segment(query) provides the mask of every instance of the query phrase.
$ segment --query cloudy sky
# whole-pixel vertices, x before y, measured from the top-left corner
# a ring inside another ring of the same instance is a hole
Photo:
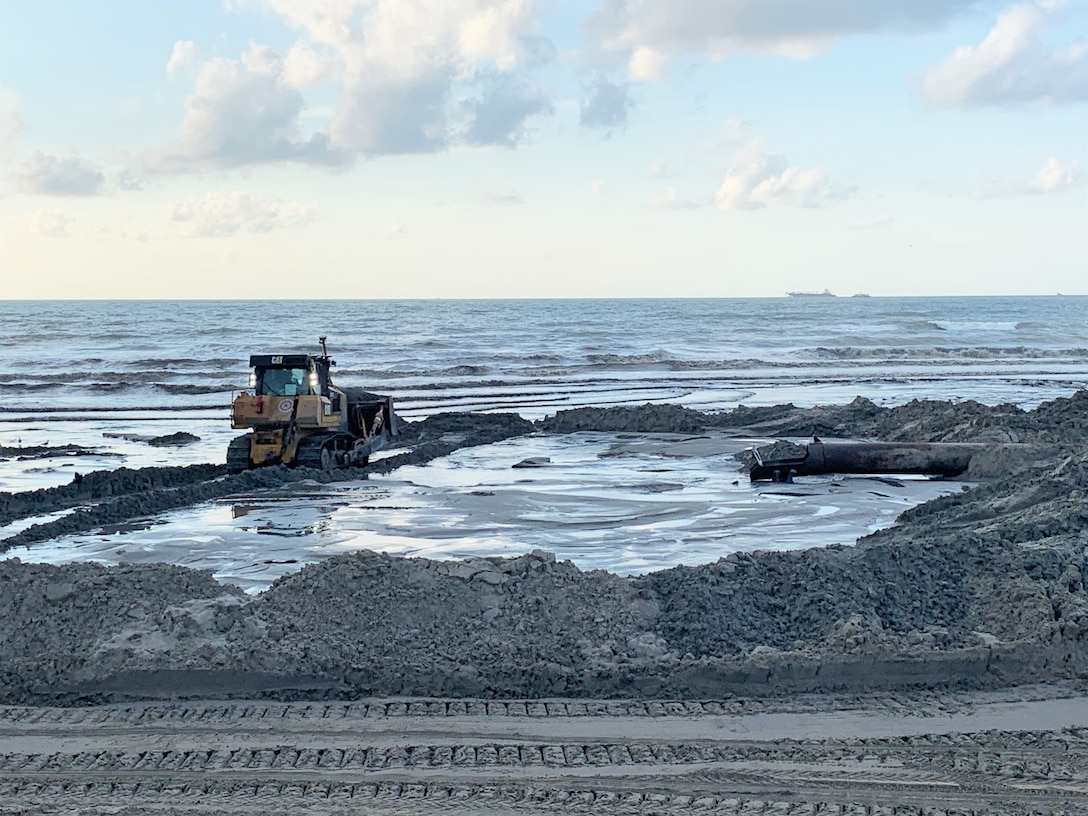
[[[0,281],[1088,294],[1088,2],[0,0]]]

***

Task prompt:
Please copy the data above exactly, omitting the pictures.

Solution to the exercise:
segment(query) provides the mask of every instance of the query phrase.
$ segment --query cloudy sky
# whole-pixel vertices, x before y, measured from the top-left corner
# a ring inside another ring of the same instance is a hole
Photo:
[[[0,281],[1088,294],[1088,2],[0,0]]]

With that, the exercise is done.